### EXERCISE TASK
Count the lines in the items below that contain the string "gray", with case mattering. Reply with only the number.

### Dataset entries
------------------------------
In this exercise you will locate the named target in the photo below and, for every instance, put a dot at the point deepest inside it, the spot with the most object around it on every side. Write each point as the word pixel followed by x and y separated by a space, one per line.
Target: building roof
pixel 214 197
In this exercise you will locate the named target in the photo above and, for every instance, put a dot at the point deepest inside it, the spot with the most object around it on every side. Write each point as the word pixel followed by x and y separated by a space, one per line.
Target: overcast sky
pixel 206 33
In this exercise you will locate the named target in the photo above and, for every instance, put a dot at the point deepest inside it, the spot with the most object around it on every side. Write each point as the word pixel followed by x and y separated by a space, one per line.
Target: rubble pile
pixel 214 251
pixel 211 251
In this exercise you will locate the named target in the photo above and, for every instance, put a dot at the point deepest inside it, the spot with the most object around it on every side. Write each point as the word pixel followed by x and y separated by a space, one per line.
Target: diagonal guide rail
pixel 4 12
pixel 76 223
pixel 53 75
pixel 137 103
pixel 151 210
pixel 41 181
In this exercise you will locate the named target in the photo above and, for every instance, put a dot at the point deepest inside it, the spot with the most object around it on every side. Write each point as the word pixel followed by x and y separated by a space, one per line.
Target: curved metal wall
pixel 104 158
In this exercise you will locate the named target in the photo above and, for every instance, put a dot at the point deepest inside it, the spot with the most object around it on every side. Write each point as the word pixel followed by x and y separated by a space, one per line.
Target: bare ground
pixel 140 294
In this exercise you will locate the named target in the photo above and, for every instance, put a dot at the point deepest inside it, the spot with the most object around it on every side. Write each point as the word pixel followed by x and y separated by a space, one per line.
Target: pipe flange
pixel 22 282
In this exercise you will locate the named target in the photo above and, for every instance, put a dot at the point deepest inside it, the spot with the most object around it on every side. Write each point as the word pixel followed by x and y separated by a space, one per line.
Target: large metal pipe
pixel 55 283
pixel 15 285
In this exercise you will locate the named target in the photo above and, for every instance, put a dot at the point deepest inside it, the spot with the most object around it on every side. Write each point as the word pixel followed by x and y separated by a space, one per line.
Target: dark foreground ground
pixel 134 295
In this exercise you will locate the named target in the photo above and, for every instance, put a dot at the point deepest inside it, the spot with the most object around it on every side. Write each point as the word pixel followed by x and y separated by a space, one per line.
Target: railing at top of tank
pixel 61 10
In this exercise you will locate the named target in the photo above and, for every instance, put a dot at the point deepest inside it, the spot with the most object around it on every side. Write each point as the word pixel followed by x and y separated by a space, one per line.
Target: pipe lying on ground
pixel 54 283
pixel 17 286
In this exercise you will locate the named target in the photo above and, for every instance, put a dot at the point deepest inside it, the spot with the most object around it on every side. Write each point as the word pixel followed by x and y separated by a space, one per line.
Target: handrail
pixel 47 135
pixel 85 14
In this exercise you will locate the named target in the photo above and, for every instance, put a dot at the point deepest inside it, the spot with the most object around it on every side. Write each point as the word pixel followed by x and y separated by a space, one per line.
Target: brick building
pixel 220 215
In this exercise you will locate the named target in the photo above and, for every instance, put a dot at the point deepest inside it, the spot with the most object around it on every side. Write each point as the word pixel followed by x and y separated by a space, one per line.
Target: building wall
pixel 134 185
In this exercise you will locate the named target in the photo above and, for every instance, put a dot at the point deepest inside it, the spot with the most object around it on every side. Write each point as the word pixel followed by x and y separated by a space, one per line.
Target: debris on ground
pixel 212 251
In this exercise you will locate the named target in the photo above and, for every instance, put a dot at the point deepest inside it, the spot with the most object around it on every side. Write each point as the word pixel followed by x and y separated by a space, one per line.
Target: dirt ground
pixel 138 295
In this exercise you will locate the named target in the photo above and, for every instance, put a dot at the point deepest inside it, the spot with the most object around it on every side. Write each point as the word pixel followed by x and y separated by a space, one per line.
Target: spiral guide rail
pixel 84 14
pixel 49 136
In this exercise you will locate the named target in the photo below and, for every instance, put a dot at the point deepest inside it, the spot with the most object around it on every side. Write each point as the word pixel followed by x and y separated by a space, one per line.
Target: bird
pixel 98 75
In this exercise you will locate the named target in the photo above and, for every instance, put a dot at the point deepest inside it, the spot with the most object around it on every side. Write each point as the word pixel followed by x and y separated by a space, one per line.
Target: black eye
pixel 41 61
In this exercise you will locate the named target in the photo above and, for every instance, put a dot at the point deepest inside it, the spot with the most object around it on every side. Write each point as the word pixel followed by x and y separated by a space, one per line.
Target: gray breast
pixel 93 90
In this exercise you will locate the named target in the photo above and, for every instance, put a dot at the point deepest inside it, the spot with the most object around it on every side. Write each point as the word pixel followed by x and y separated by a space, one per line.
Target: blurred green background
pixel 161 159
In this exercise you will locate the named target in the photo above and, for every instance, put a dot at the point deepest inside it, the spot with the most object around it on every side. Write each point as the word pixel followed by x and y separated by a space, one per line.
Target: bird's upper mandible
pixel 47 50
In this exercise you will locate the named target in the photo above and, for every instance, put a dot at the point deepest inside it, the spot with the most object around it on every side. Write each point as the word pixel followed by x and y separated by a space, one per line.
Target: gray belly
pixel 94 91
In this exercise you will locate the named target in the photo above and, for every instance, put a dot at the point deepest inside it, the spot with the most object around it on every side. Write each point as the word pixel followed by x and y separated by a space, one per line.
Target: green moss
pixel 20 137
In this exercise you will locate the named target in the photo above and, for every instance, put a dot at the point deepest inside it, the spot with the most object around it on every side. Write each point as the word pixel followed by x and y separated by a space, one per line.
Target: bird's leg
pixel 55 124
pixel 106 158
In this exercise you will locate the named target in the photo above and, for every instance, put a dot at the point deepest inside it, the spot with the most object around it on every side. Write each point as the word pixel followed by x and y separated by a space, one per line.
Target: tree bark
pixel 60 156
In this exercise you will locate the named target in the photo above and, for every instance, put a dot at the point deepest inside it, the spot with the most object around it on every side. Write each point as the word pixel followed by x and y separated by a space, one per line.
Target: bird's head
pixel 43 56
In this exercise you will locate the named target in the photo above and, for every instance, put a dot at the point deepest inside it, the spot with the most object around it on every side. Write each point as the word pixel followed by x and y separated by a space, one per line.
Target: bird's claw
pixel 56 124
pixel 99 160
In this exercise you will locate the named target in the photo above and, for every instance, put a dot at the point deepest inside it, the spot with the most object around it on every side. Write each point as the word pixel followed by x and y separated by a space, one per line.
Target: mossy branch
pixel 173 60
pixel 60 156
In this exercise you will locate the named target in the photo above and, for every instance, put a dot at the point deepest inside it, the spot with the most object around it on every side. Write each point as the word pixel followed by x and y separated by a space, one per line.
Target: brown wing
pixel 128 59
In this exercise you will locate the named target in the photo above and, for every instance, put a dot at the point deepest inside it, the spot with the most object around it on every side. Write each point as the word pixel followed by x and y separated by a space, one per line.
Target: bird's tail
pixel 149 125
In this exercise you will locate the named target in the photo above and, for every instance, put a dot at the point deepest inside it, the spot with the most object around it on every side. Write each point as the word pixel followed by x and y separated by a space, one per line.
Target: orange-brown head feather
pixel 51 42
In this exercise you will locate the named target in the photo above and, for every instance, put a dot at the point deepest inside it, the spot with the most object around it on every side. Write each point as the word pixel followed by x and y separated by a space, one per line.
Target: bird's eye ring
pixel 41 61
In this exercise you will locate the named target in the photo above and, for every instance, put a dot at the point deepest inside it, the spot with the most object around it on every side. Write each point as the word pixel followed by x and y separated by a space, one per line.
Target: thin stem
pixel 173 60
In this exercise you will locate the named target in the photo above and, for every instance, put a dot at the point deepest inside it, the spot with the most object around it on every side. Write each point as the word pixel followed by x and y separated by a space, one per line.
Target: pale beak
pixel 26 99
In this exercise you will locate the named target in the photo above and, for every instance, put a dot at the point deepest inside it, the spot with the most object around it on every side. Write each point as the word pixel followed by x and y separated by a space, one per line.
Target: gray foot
------------------------------
### FULL SOLUTION
3